#### Source excerpt ####
/flexi_model

Flexible Service Topology Model

Primary LanguageErlangBSD 3-Clause "New" or "Revised" LicenseBSD-3-Clause

Flexible Service Topology Model

This project models Erlang applications, releases, nodes, application instances running and relations between them.

Why?

Currently there is no tool to test a specific service topology. It is easy to create a topology that cannot start due to circular dependency, or cannot work correctly because of accumulated call timeout problem.

A system can be modeled as a set of Erlang applications. This model can be used to verify topology correctness, find deadlocks, and visualise dependencies between applications.

This tool was originally designed to be a stateful model for propery-based test of 'flexi' - flexible network topology, but it also has value on it's own.

Terms

Refer to OTP documentation

  • application: an Erlang/OTP application
  • release: release, as outlined in OTP design principles
  • node: an instance of Erlang VM running, potentially connected to a cluster of other nodes
  • application instance: an instance of an Erlang/OTP application running in a specific node
  • process group: collection of processes under one name (to be released as part of OTP 23)

Dependencies

Key definition is a dependency. In Erlang, there is only strong dependency model. For example, OTP ssl application will not start unless crypto application is already running. These dependencies are encoded in the application resource file, applications key. There is also runtime_dependencies key that is not currently enforced and server mostly as a hint for problem reporting.
####
* **Requirement 1**: Could you reproduce the whole project description word for word?
The project description and the records are unrelated.
#### Task inputs ####
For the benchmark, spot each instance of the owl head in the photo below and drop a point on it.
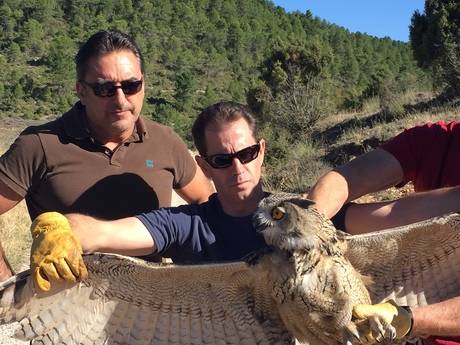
(292, 223)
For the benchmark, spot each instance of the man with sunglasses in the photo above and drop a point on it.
(101, 158)
(230, 153)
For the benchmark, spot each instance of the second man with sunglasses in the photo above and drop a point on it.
(231, 154)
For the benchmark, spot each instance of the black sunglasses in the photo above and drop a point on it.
(108, 88)
(224, 160)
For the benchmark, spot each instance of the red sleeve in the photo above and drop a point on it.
(420, 150)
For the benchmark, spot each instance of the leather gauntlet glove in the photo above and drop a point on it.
(386, 320)
(56, 252)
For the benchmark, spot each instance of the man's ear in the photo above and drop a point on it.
(81, 92)
(262, 149)
(204, 166)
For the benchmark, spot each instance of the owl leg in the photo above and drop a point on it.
(369, 331)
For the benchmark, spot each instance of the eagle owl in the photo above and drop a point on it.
(302, 286)
(313, 283)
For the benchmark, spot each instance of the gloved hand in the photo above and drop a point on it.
(56, 252)
(387, 321)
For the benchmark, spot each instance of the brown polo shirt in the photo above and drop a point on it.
(58, 166)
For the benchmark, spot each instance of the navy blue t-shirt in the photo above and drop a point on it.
(196, 233)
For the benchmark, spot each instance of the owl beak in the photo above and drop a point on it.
(260, 222)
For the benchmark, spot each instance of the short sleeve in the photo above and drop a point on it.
(23, 165)
(177, 227)
(184, 164)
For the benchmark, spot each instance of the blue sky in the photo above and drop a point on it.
(375, 17)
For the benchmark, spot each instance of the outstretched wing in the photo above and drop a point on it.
(129, 301)
(417, 264)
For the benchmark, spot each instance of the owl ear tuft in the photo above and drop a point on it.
(303, 203)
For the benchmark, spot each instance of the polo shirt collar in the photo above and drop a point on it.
(76, 125)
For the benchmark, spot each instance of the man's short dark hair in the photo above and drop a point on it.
(219, 114)
(105, 42)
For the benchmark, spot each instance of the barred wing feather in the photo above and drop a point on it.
(129, 301)
(417, 264)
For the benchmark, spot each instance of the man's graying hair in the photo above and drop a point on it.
(101, 43)
(217, 115)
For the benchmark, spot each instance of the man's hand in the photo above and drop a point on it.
(385, 322)
(56, 252)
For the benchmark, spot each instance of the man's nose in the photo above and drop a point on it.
(237, 166)
(119, 96)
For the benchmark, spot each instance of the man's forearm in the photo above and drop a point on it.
(5, 268)
(329, 193)
(127, 236)
(362, 218)
(440, 319)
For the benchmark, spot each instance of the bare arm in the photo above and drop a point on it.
(371, 172)
(8, 198)
(437, 319)
(198, 190)
(362, 218)
(127, 236)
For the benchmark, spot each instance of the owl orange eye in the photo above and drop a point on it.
(277, 213)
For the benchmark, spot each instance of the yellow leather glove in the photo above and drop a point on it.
(56, 252)
(386, 320)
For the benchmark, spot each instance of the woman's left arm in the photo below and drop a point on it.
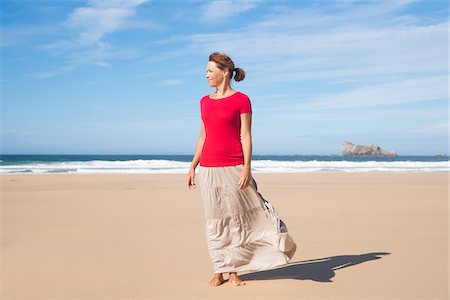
(246, 140)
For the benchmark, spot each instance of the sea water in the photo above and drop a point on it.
(123, 164)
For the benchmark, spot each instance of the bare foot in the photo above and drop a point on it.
(216, 280)
(234, 279)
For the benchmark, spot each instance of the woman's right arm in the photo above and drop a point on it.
(198, 150)
(196, 159)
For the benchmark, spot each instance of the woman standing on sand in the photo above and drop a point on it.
(243, 231)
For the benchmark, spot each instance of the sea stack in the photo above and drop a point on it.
(349, 149)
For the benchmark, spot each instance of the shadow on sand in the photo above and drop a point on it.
(320, 269)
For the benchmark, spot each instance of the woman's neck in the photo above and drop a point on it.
(223, 91)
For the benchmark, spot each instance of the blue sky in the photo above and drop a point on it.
(126, 77)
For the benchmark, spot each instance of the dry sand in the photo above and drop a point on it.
(359, 235)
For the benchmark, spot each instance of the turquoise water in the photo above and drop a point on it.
(181, 163)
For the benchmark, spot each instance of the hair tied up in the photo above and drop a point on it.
(224, 61)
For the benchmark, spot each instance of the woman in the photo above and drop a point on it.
(243, 231)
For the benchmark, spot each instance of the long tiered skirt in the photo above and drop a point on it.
(243, 230)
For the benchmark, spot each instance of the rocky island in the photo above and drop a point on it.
(349, 149)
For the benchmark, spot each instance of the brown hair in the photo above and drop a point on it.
(224, 61)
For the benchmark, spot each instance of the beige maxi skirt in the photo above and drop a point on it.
(243, 230)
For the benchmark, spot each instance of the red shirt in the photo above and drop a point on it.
(222, 119)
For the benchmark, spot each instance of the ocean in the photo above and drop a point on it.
(142, 164)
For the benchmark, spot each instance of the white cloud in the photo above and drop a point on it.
(172, 82)
(218, 10)
(391, 93)
(90, 24)
(100, 18)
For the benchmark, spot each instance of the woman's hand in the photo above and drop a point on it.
(191, 179)
(245, 178)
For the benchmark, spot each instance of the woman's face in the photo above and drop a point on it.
(214, 75)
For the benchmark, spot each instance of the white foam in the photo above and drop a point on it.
(258, 166)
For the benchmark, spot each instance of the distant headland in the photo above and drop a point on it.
(350, 149)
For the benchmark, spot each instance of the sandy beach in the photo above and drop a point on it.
(359, 236)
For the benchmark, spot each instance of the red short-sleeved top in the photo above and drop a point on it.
(222, 119)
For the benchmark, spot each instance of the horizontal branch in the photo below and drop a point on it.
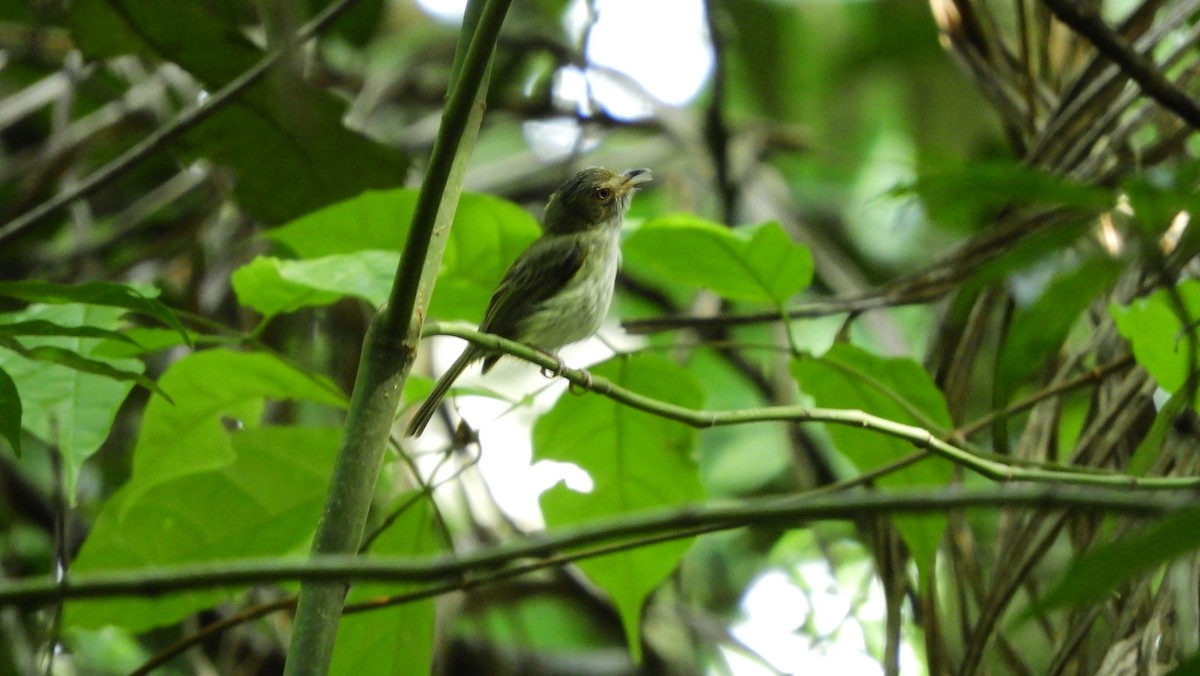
(991, 467)
(679, 521)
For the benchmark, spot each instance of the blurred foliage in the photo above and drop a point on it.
(953, 215)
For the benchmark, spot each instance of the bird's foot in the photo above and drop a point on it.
(580, 388)
(558, 366)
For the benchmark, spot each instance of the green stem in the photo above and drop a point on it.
(921, 437)
(390, 345)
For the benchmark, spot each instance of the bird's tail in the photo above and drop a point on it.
(439, 390)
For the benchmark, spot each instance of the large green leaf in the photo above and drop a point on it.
(93, 293)
(264, 501)
(283, 138)
(759, 263)
(1041, 328)
(72, 359)
(636, 461)
(10, 412)
(70, 393)
(892, 388)
(399, 639)
(214, 392)
(1158, 336)
(348, 246)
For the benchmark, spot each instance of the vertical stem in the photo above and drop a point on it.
(391, 341)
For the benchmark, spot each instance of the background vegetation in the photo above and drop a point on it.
(907, 321)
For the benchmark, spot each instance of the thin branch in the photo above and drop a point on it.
(678, 521)
(174, 129)
(1090, 376)
(1089, 23)
(996, 468)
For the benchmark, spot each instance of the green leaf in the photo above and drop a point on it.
(636, 461)
(759, 263)
(1041, 328)
(214, 390)
(63, 357)
(145, 340)
(1099, 572)
(348, 247)
(897, 389)
(93, 293)
(261, 285)
(10, 412)
(277, 132)
(397, 639)
(1157, 335)
(263, 501)
(966, 196)
(43, 328)
(67, 389)
(377, 219)
(1151, 446)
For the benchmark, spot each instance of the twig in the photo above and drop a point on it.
(993, 468)
(1090, 376)
(1087, 22)
(675, 522)
(172, 130)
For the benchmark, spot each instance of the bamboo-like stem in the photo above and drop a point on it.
(390, 345)
(993, 467)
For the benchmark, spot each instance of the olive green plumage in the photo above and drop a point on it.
(558, 291)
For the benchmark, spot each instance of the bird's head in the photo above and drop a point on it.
(593, 198)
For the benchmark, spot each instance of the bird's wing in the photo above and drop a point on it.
(538, 274)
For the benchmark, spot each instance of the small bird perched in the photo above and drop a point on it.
(558, 291)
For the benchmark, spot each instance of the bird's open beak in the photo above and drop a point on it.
(635, 177)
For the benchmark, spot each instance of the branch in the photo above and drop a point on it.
(390, 345)
(174, 129)
(1087, 22)
(809, 310)
(996, 468)
(678, 521)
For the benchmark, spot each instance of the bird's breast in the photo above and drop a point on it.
(577, 311)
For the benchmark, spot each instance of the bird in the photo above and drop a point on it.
(559, 288)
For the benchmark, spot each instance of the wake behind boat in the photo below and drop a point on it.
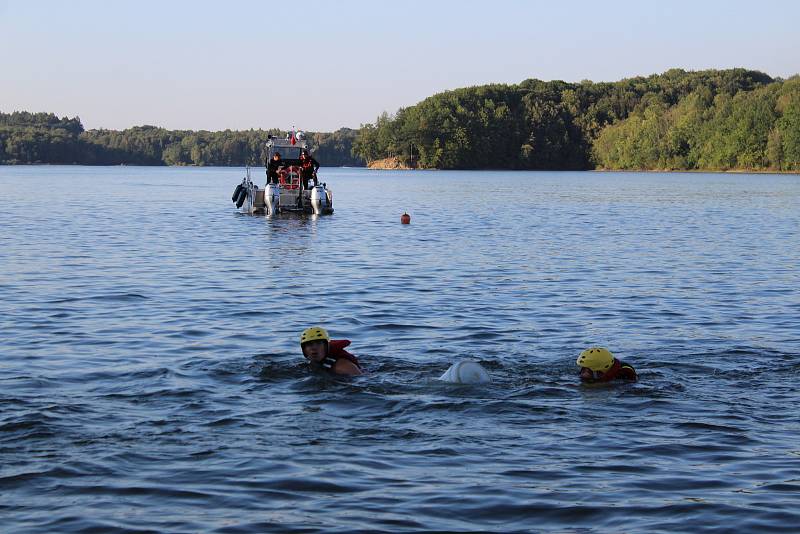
(291, 194)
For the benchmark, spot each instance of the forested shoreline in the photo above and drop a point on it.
(720, 120)
(30, 138)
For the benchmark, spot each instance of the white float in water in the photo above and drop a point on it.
(466, 372)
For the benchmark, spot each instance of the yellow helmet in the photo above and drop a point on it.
(313, 334)
(596, 359)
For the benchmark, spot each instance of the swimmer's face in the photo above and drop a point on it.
(315, 350)
(587, 375)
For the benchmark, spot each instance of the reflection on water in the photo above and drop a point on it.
(151, 378)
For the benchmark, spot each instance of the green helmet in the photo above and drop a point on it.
(596, 359)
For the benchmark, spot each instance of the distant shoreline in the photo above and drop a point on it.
(379, 168)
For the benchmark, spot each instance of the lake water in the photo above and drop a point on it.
(151, 380)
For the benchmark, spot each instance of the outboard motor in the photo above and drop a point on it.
(272, 199)
(319, 200)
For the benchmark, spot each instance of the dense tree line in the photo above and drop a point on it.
(44, 138)
(714, 119)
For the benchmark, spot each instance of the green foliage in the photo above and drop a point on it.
(713, 119)
(44, 138)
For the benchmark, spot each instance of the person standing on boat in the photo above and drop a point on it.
(273, 167)
(308, 168)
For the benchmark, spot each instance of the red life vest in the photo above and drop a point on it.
(619, 370)
(336, 351)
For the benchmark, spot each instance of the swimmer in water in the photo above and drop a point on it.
(599, 365)
(328, 354)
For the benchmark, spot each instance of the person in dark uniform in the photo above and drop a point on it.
(328, 354)
(273, 167)
(308, 168)
(599, 365)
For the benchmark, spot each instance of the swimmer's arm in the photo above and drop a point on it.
(346, 367)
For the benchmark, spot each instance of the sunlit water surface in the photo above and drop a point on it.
(150, 376)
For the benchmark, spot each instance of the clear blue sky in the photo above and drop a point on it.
(321, 65)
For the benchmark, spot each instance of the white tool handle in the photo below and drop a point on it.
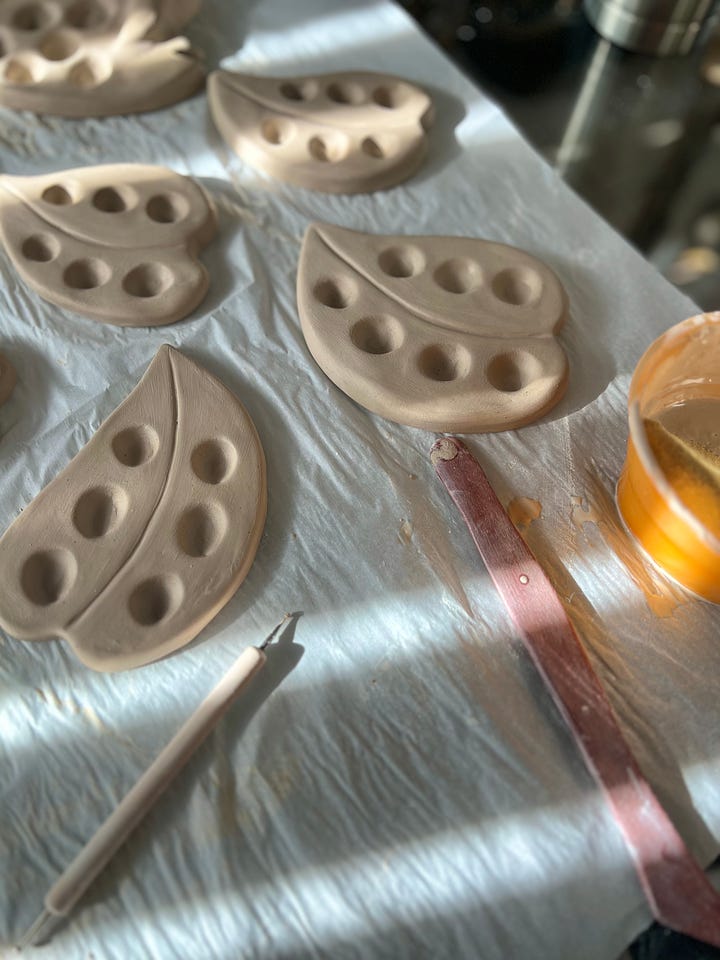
(75, 880)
####
* **Requirement 2**: Which lines of the records contain the word "water"? Collect every such line and copy each one in full.

* **Worked solution 1**:
/flexi_model

Flexible Service Topology Model

Primary LanguageErlangBSD 3-Clause "New" or "Revised" LicenseBSD-3-Clause

Flexible Service Topology Model

This project models Erlang applications, releases, nodes, application instances running and relations between them.

Why?

Currently there is no tool to test a specific service topology. It is easy to create a topology that cannot start due to circular dependency, or cannot work correctly because of accumulated call timeout problem.

A system can be modeled as a set of Erlang applications. This model can be used to verify topology correctness, find deadlocks, and visualise dependencies between applications.

This tool was originally designed to be a stateful model for propery-based test of 'flexi' - flexible network topology, but it also has value on it's own.

Terms

Refer to OTP documentation

  • application: an Erlang/OTP application
  • release: release, as outlined in OTP design principles
  • node: an instance of Erlang VM running, potentially connected to a cluster of other nodes
  • application instance: an instance of an Erlang/OTP application running in a specific node
  • process group: collection of processes under one name (to be released as part of OTP 23)

Dependencies

Key definition is a dependency. In Erlang, there is only strong dependency model. For example, OTP ssl application will not start unless crypto application is already running. These dependencies are encoded in the application resource file, applications key. There is also runtime_dependencies key that is not currently enforced and server mostly as a hint for problem reporting.

* **Worked solution 2**:
For the benchmark, spot each instance of the sea water in the photo above and drop a point on it.
For the benchmark, spot each instance of the turquoise water in the photo above and drop a point on it.
For the benchmark, spot each instance of the white float in water in the photo above and drop a point on it.
For the benchmark, spot each instance of the reflection on water in the photo above and drop a point on it.
For the benchmark, spot each instance of the lake water in the photo above and drop a point on it.
For the benchmark, spot each instance of the swimmer in water in the photo above and drop a point on it.
For the benchmark, spot each instance of the sunlit water surface in the photo above and drop a point on it.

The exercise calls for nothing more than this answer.